You might be surprised to hear that back in the day, the "town drunk" was an amusing comic figure, lampooned in many TV shows and movies. About the most that most police agencies would do to a drunk driver then was to take him or her home, leaving their car by the side of the road to be retrieved later. Very rarely was anyone charged, prosecuted or jailed. It was the kind of thing that people whispered about, shaking their heads as the lovable lush veered from pillar to post on the way to get more hooch. News coverage was much less broad in those days too, so maybe there would have been more a serious tone taken with drunk driving had people been able to see photos like this in the paper, or online, or on TV:

You see, that's what the carnage looks like when a drunken butthead races at breakneck speed in the wrong direction on an interstate and runs head-on into a van full of people from my neighborhood who were only trying to come home from a fun family Christmas. Notice the gifts and the kids' clothing all over the highway. This is where the lives of five people came to a sudden and violent end, because this man was driving while his blood alcohol content was three times the legal limit.

⁂

§ **Exercise details**
Copy the passage above about drunk driving in full, word for word.

⁂

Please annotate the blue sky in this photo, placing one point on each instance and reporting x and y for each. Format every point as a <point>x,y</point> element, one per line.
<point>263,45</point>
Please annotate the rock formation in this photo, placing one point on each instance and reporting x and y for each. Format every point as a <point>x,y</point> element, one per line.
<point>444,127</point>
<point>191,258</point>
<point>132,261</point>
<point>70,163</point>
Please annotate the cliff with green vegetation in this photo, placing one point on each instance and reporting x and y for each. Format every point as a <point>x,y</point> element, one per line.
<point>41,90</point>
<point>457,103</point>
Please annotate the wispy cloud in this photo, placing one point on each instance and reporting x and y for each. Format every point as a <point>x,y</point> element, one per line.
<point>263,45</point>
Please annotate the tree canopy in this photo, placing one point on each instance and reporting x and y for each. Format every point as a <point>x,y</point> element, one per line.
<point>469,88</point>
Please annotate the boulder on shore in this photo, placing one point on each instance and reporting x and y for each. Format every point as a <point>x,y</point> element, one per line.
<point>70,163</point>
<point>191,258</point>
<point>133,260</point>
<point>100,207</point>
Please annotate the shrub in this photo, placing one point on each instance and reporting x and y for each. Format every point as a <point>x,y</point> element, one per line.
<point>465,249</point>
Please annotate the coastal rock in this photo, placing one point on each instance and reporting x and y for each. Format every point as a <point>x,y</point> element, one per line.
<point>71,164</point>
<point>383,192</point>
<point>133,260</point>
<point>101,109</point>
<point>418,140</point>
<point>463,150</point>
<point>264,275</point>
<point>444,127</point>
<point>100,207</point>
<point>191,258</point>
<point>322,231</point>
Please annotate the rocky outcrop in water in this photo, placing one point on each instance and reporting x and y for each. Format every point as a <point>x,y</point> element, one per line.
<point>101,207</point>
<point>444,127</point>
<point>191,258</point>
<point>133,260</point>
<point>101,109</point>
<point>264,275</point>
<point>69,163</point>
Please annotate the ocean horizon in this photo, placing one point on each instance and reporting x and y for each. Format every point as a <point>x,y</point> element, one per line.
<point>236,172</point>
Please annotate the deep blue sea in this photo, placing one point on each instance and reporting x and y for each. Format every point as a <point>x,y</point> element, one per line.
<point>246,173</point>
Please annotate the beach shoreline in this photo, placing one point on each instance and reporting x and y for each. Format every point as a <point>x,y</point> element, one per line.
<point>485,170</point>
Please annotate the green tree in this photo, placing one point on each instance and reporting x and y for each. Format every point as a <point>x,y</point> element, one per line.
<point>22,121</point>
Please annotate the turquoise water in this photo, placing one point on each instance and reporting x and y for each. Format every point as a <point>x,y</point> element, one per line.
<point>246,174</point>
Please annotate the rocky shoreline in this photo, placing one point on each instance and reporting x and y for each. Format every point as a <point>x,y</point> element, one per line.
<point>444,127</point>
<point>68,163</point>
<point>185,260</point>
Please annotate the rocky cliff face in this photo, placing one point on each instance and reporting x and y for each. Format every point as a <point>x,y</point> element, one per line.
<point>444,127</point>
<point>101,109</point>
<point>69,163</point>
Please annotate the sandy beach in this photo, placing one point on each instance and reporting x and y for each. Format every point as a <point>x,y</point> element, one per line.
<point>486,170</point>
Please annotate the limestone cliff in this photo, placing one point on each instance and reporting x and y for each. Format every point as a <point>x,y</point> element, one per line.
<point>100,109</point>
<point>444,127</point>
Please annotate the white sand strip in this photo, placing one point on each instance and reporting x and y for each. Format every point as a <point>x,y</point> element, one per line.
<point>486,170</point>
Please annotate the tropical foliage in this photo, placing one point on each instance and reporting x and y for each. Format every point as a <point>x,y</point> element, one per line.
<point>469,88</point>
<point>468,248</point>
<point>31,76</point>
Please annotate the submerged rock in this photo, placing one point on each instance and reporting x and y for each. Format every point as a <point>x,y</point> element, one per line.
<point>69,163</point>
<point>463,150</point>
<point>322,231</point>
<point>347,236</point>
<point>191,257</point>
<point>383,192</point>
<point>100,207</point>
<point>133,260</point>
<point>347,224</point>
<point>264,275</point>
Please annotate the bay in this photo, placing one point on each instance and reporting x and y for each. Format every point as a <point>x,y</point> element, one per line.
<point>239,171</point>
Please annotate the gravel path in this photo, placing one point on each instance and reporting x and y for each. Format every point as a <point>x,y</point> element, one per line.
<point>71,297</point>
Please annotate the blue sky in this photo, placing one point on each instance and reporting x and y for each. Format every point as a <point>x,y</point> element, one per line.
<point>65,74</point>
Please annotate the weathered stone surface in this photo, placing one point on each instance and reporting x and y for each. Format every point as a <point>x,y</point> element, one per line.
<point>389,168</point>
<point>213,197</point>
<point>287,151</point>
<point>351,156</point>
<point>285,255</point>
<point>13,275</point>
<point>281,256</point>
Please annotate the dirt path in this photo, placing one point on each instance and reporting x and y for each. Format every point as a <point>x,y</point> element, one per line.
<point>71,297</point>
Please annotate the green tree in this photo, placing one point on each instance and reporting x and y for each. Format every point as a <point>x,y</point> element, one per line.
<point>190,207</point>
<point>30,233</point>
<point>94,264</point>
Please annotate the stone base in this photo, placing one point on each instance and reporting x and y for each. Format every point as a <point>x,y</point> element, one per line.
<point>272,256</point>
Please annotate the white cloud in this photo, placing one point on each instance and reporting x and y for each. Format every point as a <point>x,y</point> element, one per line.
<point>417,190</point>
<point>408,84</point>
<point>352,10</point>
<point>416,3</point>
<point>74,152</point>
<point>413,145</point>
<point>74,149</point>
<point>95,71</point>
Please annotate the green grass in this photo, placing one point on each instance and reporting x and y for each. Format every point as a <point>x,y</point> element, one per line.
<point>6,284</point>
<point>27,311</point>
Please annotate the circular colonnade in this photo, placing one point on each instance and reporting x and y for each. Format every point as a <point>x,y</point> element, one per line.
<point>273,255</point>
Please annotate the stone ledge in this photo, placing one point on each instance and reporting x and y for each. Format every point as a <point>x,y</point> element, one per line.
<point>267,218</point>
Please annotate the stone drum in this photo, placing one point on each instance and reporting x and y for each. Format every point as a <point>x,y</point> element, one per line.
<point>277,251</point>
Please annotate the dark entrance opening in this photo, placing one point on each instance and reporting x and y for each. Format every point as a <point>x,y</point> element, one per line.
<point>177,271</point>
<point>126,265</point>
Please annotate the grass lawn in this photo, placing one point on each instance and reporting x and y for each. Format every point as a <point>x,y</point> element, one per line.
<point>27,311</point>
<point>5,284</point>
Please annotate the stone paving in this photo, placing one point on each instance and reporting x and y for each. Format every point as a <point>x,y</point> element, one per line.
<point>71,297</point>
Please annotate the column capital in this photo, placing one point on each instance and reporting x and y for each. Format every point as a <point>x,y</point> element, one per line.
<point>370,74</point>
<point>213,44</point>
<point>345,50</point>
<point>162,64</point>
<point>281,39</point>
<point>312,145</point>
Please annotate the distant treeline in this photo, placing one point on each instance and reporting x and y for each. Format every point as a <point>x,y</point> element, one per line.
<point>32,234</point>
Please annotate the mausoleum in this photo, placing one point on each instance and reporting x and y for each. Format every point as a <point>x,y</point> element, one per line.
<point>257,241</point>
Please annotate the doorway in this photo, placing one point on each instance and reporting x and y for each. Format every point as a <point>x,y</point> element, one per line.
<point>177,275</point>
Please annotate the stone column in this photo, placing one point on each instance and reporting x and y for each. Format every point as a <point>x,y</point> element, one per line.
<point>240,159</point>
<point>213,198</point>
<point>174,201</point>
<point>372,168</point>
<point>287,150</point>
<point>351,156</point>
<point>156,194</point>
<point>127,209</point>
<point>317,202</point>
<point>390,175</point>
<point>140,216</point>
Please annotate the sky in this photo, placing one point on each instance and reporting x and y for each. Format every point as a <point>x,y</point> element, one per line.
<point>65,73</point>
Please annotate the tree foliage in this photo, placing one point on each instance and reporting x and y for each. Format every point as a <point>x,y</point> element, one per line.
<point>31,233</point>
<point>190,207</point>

⁂

§ **Problem solution**
You might be surprised to hear that back in the day, the "town drunk" was an amusing comic figure, lampooned in many TV shows and movies. About the most that most police agencies would do to a drunk driver then was to take him or her home, leaving their car by the side of the road to be retrieved later. Very rarely was anyone charged, prosecuted or jailed. It was the kind of thing that people whispered about, shaking their heads as the lovable lush veered from pillar to post on the way to get more hooch. News coverage was much less broad in those days too, so maybe there would have been more a serious tone taken with drunk driving had people been able to see photos like this in the paper, or online, or on TV:

You see, that's what the carnage looks like when a drunken butthead races at breakneck speed in the wrong direction on an interstate and runs head-on into a van full of people from my neighborhood who were only trying to come home from a fun family Christmas. Notice the gifts and the kids' clothing all over the highway. This is where the lives of five people came to a sudden and violent end, because this man was driving while his blood alcohol content was three times the legal limit.